PASSAGE SHOWN start

This repository describes an approach to obtain historical hyperlinks among a given set of International Organizations (IOs). The hyperlinks are retrieved from the oranizations' websites from 2012 up to 2019 via the Internet Archive.

This approach is further developed in the Crunchbase project. For an improved and more generic version of the IA webscraping pipeline, check out the ia-webscraping repository.

Table of Contents

About the Project

Date: June 2022

Researcher(s):

Research Software Engineer(s):

License

The code in this project is released under LICENSE.md.

Attribution and academic use

The hyperlinks collected with the pipeline from this repository have been used in the following scientific publication: Bogers, M et al. The impact of the Sustainable Development Goals on a network of 276 international organizations(2022)

Getting Started

Guide to get a local copy of this project up and running.

git clone https://github.com/UtrechtUniversity/global-goals.git

Prerequisites

To install and run this project you need to have the following prerequisites installed.

  • Ansible
  • Python

Local Usage

The project consists of four stages as listed below. In short:

  • get list of cdx records
  • download html pages
  • extract all hyperlinks
  • extract network hyperlinks.

If a fairly large amount of url's needs to be obtained, multiple servers should be used. These servers can be populated using Ansible, see Ansible workflow. In that case the workflow looks like:

obtain cdx records -> split records -> setup AWS -> deploy to servers -> fetch logs -> obtain status (-> redo)

Stage 1: Fetching CDX Records (cdx_record_fetcher)

A CDX Record is a record from the CDX Api of the Internet Archive. Such a record consists of an url_key and a timestamp. An example would be:

timestamp = 20180806145630
url_key = https://www.uu.nl/en/research/research-data-management

This would result in the following url: https://web.archive.org/web/20180806145630/https://www.uu.nl/en/research/research-data-management.

PASSAGE SHOWN end

_WHAT YOU HAVE TO DO_: Reproduce the repository description above word for word, from its first sentence through the example Internet Archive URL.

DATA PROVIDED start

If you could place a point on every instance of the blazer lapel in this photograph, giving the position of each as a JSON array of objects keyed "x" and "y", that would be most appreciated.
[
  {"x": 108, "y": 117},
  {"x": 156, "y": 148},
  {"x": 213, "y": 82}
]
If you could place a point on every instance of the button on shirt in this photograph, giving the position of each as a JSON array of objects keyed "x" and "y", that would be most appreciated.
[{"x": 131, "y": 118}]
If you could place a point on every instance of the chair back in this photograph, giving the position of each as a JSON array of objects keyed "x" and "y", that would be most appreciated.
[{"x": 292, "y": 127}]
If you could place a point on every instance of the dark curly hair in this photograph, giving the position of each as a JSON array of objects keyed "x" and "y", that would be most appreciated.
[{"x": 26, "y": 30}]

DATA PROVIDED end

_PROBLEM SOLUTION_:
This repository describes an approach to obtain historical hyperlinks among a given set of International Organizations (IOs). The hyperlinks are retrieved from the oranizations' websites from 2012 up to 2019 via the Internet Archive.

This approach is further developed in the Crunchbase project. For an improved and more generic version of the IA webscraping pipeline, check out the ia-webscraping repository.

Table of Contents

About the Project

Date: June 2022

Researcher(s):

Research Software Engineer(s):

License

The code in this project is released under LICENSE.md.

Attribution and academic use

The hyperlinks collected with the pipeline from this repository have been used in the following scientific publication: Bogers, M et al. The impact of the Sustainable Development Goals on a network of 276 international organizations(2022)

Getting Started

Guide to get a local copy of this project up and running.

git clone https://github.com/UtrechtUniversity/global-goals.git

Prerequisites

To install and run this project you need to have the following prerequisites installed.

  • Ansible
  • Python

Local Usage

The project consists of four stages as listed below. In short:

  • get list of cdx records
  • download html pages
  • extract all hyperlinks
  • extract network hyperlinks.

If a fairly large amount of url's needs to be obtained, multiple servers should be used. These servers can be populated using Ansible, see Ansible workflow. In that case the workflow looks like:

obtain cdx records -> split records -> setup AWS -> deploy to servers -> fetch logs -> obtain status (-> redo)

Stage 1: Fetching CDX Records (cdx_record_fetcher)

A CDX Record is a record from the CDX Api of the Internet Archive. Such a record consists of an url_key and a timestamp. An example would be:

timestamp = 20180806145630
url_key = https://www.uu.nl/en/research/research-data-management

This would result in the following url: https://web.archive.org/web/20180806145630/https://www.uu.nl/en/research/research-data-management.